Passage provided
Let me start with an overview of our performance in the quarter and then we will get to Jeff and Michael to talk about the business and a little bit more detail.
The general environment in second quarter was quite a change from the year ago. As everyone knows, last year we had a pretty volatile quarter in terms of equities and credit, the ongoing repercussions of slowing US growth and Asia and the possible debt concerns in Europe made for a tough second quarter last year or a tough environment. Interestingly, while many of these concerns are still with us today, along with the uncertainty of the Federal Reserve Board's tapering, the second quarter was one of the most favorable revenue quarters for us in quite a while at our broker-dealer, as we saw new issuance of both equities and debt along with an increase in our commission business. Ramius, our asset business, continues to do well with positive contributions in terms of performance on the part of our funds and asset growth across a wide range of capabilities in our platform.
With this as a background, in the second quarter the firm reported economic income of $1.5 million on economic revenue of $81.1 million. This compares to the first quarter of this year, where we reported economic revenue of $75 million and an economic loss of $1.2 million. At Ramius, we are continuing to reorient the business under Michael Singer's leadership. Assets under management increased by $110 million in the quarter and nearly $1 billion for the first six months of the year to reach $9 billion today.
We have continued to expand the range of products offered within our core capabilities with the launch of three new vehicles in the quarter and three more to come by year end, which Michael will talk about in a little bit more detail. The new launch, coupled with flows into existing strategies made for a productive quarter of asset raising with $317 million of net client inflows coupled with $74 million of net positive performance. However, this was offset by the sharp move in the Australian dollar/US exchange rate, which reduced assets under management from our Australia mandates by $281 million since we hedge the currency exposure for our clients. And that's how you get to the net number I cited before. Michael will give you a little bit more detail in a few minutes.
Our broker-dealer, Cowen and Company, saw significant revenue in both the investment bank and sales trading businesses, which Jeff will talk to. Today, we have established ourselves as the number one non-bulge equity underwriter in life sciences and the number-two high yield placement agent in the sub-$200 million debt offering space. Given our position in both equity capital markets and debt capital markets, we were well positioned in the quarter to benefit from a favorable environment for capital markets financing in all of our sectors.

Challenges
1) Reproduce the quarterly results remarks starting at "We have continued" and ending at "a few minutes.", renaming "vehicles" to "funds".
2) Select each line of the rows that contains the word "vegetation".
The rows have no connection to the quarterly results remarks.

Source data
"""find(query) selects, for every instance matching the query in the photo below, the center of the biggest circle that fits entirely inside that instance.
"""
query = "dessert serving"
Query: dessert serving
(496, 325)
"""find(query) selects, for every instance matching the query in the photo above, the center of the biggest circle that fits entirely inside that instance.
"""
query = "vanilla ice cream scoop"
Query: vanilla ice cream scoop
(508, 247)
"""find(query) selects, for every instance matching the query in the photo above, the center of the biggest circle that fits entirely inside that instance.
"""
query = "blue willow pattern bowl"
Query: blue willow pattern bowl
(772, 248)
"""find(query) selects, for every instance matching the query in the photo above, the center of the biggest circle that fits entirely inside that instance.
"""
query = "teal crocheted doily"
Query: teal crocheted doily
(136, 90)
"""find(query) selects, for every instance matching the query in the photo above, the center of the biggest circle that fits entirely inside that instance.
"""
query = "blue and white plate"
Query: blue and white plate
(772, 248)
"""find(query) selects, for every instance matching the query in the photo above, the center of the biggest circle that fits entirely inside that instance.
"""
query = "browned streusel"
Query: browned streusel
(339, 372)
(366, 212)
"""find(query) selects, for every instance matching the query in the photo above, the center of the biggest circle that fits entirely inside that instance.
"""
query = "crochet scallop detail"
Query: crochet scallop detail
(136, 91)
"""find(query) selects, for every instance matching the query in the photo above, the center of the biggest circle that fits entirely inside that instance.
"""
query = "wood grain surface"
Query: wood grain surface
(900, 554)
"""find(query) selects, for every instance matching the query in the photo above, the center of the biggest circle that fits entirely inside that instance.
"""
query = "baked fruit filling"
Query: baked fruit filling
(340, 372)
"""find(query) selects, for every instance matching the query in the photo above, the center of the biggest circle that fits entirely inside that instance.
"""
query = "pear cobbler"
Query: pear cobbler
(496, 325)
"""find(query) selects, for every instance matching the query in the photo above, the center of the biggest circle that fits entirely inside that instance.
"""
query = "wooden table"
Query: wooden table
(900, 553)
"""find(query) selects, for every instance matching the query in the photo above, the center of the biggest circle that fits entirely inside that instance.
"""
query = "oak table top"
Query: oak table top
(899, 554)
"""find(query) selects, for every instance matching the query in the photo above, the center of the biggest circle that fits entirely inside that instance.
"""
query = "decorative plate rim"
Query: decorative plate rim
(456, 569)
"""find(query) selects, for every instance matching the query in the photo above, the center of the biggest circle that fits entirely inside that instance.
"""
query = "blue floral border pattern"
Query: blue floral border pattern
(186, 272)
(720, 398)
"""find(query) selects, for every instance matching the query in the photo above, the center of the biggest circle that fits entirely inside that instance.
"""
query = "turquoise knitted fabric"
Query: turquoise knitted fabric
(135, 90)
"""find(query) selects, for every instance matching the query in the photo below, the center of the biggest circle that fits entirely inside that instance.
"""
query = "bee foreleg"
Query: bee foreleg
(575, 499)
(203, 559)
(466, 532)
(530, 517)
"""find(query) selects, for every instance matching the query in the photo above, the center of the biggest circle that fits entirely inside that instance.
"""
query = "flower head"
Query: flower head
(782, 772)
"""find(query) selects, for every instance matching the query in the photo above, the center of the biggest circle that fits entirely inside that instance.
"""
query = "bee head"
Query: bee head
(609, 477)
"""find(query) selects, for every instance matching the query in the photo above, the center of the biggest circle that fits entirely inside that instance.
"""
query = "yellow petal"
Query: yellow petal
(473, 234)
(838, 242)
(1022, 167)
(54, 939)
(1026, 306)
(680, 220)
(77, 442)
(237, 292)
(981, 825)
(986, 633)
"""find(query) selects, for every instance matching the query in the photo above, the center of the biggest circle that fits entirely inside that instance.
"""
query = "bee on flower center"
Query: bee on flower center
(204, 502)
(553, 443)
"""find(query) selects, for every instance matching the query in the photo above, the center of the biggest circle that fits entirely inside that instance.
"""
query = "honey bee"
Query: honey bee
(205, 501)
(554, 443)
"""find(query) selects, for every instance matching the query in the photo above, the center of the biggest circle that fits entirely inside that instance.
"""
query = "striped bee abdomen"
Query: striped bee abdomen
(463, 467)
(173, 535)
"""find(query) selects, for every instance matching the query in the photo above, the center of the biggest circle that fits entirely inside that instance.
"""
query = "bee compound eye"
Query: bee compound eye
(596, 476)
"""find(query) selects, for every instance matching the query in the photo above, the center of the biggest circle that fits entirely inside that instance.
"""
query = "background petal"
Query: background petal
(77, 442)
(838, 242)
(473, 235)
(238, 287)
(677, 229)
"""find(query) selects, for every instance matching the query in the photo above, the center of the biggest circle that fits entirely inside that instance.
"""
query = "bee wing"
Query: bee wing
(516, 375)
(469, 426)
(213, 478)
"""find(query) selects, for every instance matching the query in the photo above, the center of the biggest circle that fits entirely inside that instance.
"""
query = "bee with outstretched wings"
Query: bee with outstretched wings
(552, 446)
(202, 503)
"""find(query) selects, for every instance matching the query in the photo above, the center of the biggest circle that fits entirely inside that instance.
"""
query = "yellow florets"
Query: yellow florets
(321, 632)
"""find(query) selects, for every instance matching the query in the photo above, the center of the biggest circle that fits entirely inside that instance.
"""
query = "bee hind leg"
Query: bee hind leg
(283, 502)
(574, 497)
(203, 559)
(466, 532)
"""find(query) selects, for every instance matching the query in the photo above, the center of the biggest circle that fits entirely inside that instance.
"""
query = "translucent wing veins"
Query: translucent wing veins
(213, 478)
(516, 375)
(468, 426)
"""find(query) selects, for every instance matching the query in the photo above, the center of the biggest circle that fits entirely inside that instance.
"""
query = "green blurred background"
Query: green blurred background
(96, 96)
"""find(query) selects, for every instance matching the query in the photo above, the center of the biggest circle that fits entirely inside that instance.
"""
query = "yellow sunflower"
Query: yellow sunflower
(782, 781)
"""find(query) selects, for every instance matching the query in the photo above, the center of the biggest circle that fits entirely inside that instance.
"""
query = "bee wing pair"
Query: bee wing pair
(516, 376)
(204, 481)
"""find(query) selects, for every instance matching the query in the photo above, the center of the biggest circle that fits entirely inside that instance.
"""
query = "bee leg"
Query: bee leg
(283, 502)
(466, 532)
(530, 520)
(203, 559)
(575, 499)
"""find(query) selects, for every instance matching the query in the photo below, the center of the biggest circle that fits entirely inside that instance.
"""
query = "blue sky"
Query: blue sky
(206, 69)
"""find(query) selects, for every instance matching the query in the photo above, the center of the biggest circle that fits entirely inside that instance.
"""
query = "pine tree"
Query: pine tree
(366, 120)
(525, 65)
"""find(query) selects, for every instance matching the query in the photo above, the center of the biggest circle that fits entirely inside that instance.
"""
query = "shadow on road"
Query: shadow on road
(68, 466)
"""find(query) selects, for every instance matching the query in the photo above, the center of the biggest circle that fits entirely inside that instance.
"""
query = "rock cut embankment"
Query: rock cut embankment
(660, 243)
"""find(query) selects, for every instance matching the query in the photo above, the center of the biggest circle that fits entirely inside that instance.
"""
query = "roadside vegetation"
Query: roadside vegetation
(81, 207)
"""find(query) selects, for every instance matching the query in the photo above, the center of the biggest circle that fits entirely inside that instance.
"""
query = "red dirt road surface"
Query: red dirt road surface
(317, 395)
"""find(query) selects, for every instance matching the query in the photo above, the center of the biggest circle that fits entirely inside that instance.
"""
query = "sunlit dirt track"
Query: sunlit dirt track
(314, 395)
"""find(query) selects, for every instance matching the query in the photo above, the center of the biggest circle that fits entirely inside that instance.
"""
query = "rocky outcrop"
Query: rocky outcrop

Worked answers
1)
We have continued to expand the range of products offered within our core capabilities with the launch of three new funds in the quarter and three more to come by year end, which Michael will talk about in a little bit more detail. The new launch, coupled with flows into existing strategies made for a productive quarter of asset raising with $317 million of net client inflows coupled with $74 million of net positive performance. However, this was offset by the sharp move in the Australian dollar/US exchange rate, which reduced assets under management from our Australia mandates by $281 million since we hedge the currency exposure for our clients. And that's how you get to the net number I cited before. Michael will give you a little bit more detail in a few minutes.

2)
query = "roadside vegetation"
Query: roadside vegetation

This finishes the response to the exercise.